- _Questions on the material_:
(a) Return the passage on the contraception resolution from "Several implementation tensions" to "will be difficult.", copied word for word.
(b) Summarize the passage on the contraception resolution in two sentences.

- _Passage shown_:

::::::::

The central dilemma the resolution exposes is this: policymakers want to expand universal, equitable, and affordable contraception access while simultaneously acknowledging and avoiding the coercive medical practices of the past; achieving both requires expanding services and choice without repeating historic abuses—an outcome that demands resources, nuanced program design, community trust‑building, and legal reforms that the resolution signals but does not concretely supply.

The resolution is a policy statement, not a statutory or regulatory instrument. That limits its legal force: it cannot compel agencies to change coverage rules, appropriate funds, or override state laws that restrict access.

The practical question becomes whether Congress or the administration will translate these sense clauses into binding legislation, agency rulemaking, or appropriations—each of which carries its own political and technical hurdles.

Several implementation tensions are unresolved in the text. First, advocating insurance coverage for OTC contraception raises practical questions about payment mechanisms—how payers will reimburse pharmacies for OTC products, what billing codes to use, and how to prevent cost‑shifting.

Second, the resolution’s broad definitions and calls to include abortion within consistent reproductive‑health coverage collide with existing federal and state restrictions; reconciling those differences would likely require new statutes or regulatory reinterpretations. Third, the text asks for expansive training and workforce shifts at a time when many counties lack specialists; scaling that training without dedicated funding or workforce incentives will be difficult.

Finally, the resolution recognizes historical coercion even as it urges expanded access; operationalizing both priorities—expansion and protection against coercion—requires careful community engagement, safeguards, and oversight mechanisms that the resolution does not specify.

::::::::

- _Information shown_:
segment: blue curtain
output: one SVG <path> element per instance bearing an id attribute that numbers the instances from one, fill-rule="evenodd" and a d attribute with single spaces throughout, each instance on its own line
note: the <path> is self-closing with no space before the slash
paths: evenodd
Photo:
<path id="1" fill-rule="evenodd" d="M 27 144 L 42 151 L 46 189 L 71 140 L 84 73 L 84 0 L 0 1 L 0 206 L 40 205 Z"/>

::::::::

- _Results_:
(a)
Several implementation tensions are unresolved in the text. First, advocating insurance coverage for OTC contraception raises practical questions about payment mechanisms—how payers will reimburse pharmacies for OTC products, what billing codes to use, and how to prevent cost‑shifting.

Second, the resolution’s broad definitions and calls to include abortion within consistent reproductive‑health coverage collide with existing federal and state restrictions; reconciling those differences would likely require new statutes or regulatory reinterpretations. Third, the text asks for expansive training and workforce shifts at a time when many counties lack specialists; scaling that training without dedicated funding or workforce incentives will be difficult.

(b) The resolution aims to expand universal, equitable, and affordable contraception access while avoiding past coercive medical practices. However, as a policy statement rather than a statutory or regulatory instrument, it cannot compel agencies, appropriate funds, or override state laws, and it leaves unresolved tensions over reimbursement for OTC contraception, conflicts with abortion restrictions, unfunded workforce training, and safeguards against coercion.